Exercise text:
* * * *

The founder of a Bed-Stuy charter school that puts the mental health of its students at its core has won a grant from the owners of the Brooklyn Nets.
Rafiq Kalam Id-Din II, who prefers to be known as Brother Rafiq, is one of the first five recipients of money from the $50 million that Brooklyn Nets and Barclays Center owners Clara Wu Tsai and Joe Tsai have pledged to Brooklyn over the next 10 years.
The five grants range between $20,000-50,000 and are designed to address systemic racism and economic inequality in Brooklyn by supporting Black leaders.
Brother Rafiq started Bed-Stuy's Ember Charter Schools in 2011. The school's focus is on empowering Black and Brown children ensnared in generational poverty, through a holistic education model. "Our work is directly anti-racist work, " he said.
Ember's students are predominantly Black and Latinx, and in almost 10 years of operation they're greatly outperforming state and city averages in English language and arts and maths achievement.
Even so, when Brother Rafiq got the call that he'd won the grant, he said he was completely surprised. He hadn't even applied for it. "You could have knocked me over with a feather."
But someone -- he's still unsure who -- had recognized his innovation in education and racial justice.
Tools for life
In early 2019, Ember Charter Schools was featured in a New York Times report about Black New York City families choosing to send their kids to schools explicitly designed for Black children, rather than keeping on pushing for integration in one of the most segregated school systems in the country.
It described a classroom where children chanted together, "I love myself! I love my hair, I love my skin!," and where posters of Colin Kaepernick and Harriet Tubman were pasted on the walls.
Talking to BK Reader, Brother Rafiq envisioned a future where there was a mental health practitioner in every classroom, co-teaching. Sixty percent of his students had been exposed to significant trauma, he said. Giving kids tools for life, not just wrote-learning for tests, was the goal.
"Our kids, they come to us deeply and tragically exposed to so much trauma," he said.
"So instead of saying they won't be able to do this and that, we say how can we make use of all the strength and tenacity you've developed in getting to this place, how can we get you to see that your ability to persist is a strength."
He himself grew up in poverty in North Philadelphia and experienced racism in the public school system as a child. He got a law degree, and worked for a time in acquisitions and mergers before moving to Bed-Stuy to start Ember and provide a different experience for Black and Brown kids.
Today, the racism he experienced persists in our elite New York City schools, he said.
Brother Rafiq recalls a student who graduated from Ember to go to an elite high school in the 2019/20 school year. In that student's first week, he was handcuffed and walked out of school in front of his mom because a white parent had emailed the school saying he was talking about having a gun.

* * * *

Referring expression pointing data:
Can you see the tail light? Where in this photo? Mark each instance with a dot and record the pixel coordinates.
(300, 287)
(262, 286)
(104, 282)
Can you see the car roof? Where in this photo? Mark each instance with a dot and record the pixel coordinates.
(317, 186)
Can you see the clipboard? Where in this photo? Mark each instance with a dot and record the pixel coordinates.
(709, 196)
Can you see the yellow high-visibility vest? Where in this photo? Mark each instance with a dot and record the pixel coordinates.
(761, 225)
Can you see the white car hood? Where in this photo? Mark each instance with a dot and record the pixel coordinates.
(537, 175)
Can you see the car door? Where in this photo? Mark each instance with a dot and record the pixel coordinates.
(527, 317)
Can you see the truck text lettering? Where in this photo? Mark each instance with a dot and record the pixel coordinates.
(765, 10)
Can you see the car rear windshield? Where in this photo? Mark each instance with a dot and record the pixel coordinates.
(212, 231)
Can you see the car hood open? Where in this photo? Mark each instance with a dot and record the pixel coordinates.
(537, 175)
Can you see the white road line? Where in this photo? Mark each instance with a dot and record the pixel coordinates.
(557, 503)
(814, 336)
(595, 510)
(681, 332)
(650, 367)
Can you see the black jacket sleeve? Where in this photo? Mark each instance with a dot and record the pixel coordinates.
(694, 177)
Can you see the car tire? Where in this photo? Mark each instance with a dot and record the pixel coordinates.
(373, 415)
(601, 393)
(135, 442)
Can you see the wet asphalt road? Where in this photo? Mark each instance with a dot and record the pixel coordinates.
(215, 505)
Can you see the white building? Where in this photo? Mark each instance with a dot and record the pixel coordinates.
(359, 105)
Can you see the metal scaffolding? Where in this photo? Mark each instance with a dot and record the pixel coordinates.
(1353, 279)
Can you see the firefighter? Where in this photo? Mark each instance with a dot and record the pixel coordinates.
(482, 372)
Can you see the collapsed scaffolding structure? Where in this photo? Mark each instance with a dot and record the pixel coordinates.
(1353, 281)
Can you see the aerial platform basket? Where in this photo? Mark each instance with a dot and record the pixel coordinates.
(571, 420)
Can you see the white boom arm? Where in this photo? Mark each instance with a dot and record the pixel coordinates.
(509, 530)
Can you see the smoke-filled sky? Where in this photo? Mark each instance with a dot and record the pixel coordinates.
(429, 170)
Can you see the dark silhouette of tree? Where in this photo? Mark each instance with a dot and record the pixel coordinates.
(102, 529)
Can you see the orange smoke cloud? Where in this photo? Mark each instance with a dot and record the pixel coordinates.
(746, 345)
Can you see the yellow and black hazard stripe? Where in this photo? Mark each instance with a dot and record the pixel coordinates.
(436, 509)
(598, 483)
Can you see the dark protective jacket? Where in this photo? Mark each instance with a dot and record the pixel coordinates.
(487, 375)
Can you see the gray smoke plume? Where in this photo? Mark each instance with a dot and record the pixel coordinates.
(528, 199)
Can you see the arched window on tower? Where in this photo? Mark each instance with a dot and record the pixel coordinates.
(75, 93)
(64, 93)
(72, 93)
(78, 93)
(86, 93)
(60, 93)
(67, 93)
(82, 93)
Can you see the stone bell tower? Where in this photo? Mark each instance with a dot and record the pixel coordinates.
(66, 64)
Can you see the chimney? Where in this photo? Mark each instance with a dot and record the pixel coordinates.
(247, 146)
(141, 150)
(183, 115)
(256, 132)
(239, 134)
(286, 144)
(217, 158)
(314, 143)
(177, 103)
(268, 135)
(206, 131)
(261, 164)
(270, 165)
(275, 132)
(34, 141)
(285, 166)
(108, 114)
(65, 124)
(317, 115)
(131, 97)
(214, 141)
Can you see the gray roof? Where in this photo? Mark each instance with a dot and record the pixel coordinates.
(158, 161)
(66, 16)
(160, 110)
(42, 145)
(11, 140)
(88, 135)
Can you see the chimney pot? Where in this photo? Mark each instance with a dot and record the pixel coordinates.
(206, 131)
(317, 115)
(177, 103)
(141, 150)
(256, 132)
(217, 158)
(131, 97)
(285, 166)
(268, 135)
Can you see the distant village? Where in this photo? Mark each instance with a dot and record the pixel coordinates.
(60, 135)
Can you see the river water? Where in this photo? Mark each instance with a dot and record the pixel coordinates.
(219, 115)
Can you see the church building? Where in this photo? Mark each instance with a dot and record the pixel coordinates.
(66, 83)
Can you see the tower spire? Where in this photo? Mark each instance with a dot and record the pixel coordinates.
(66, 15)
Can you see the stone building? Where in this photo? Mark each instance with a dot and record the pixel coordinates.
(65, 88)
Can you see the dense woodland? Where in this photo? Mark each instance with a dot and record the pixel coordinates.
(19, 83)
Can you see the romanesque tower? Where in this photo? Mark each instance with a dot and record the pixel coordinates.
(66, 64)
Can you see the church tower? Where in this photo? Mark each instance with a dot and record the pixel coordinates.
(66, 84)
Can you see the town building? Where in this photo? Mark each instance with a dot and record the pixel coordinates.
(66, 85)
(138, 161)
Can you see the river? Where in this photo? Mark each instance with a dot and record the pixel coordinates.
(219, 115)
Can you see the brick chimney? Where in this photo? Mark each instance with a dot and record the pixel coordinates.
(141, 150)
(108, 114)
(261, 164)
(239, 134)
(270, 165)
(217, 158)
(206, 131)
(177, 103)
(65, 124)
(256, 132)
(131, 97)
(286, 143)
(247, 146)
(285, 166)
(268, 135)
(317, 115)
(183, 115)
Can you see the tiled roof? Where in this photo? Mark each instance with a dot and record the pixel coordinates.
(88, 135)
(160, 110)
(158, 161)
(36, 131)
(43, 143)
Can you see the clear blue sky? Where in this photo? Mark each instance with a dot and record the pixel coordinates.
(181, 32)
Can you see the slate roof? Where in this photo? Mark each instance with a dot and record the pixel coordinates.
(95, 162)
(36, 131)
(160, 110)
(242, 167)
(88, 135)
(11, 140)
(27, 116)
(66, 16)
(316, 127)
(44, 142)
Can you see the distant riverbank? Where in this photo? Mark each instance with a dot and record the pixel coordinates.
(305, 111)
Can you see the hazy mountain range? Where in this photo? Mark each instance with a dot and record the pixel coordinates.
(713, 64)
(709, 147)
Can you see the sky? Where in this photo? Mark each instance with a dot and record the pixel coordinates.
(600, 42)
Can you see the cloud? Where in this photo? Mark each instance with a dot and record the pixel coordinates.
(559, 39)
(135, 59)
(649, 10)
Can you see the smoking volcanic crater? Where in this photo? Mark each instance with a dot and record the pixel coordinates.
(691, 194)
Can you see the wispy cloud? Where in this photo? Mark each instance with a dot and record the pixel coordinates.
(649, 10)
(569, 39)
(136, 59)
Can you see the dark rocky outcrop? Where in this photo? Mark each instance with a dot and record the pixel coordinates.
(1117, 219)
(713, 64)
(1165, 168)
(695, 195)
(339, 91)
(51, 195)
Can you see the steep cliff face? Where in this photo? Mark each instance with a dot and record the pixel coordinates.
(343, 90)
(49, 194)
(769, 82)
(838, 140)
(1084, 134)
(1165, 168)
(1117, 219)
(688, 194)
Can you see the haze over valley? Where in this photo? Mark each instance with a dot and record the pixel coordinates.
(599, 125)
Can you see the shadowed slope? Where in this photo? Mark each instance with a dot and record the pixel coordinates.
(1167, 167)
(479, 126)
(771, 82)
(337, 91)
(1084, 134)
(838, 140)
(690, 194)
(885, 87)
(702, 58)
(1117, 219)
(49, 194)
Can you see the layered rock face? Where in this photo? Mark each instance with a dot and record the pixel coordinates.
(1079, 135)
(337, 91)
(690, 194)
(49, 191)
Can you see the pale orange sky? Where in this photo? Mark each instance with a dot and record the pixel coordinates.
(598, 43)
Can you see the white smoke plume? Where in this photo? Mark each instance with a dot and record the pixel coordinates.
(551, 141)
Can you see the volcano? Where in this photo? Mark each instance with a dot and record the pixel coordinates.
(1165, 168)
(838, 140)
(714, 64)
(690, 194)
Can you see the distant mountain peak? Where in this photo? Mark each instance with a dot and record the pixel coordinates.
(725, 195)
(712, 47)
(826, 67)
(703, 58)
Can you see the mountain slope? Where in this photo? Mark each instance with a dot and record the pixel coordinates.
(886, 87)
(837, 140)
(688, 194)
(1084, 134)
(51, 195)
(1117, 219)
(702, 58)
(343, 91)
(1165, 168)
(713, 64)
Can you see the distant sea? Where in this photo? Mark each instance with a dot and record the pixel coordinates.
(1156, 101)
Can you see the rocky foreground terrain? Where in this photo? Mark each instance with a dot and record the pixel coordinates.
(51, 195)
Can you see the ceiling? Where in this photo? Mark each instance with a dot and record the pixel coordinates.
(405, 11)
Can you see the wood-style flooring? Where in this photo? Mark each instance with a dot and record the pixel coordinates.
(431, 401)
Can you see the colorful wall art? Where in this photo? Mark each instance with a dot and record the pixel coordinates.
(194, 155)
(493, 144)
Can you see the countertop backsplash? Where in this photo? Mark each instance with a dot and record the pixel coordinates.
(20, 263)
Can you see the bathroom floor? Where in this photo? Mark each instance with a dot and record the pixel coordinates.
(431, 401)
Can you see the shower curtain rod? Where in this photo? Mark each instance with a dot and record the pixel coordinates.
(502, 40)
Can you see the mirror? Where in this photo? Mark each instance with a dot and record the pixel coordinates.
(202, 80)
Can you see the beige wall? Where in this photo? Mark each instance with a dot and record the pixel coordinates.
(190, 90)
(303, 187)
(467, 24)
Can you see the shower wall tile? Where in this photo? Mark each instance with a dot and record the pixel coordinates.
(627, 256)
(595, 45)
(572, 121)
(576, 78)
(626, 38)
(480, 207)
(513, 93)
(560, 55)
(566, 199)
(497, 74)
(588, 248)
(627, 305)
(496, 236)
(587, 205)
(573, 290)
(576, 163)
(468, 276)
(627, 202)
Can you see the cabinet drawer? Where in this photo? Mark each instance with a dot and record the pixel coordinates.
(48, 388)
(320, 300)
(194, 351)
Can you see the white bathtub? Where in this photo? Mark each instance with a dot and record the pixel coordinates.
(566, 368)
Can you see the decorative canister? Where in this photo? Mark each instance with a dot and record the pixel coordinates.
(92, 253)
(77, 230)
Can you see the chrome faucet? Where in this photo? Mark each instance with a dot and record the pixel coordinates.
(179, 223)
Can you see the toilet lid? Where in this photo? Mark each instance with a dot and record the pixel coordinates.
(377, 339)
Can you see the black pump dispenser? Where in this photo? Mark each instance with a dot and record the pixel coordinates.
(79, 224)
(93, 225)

* * * *

Required action:
Decide whether each statement below agrees with the article about Brother Rafiq's grant, answering yes or no and quoting the words from the article that settle it.
1. Ember Charter Schools was started in 2011.
2. Brother Rafiq applied for the grant he won.
3. Each of the five grants is worth $50 million.

Result of the exercise:
1. Yes: "Brother Rafiq started Bed-Stuy's Ember Charter Schools in 2011."
2. No: "He hadn't even applied for it."
3. No: "The five grants range between $20,000-50,000"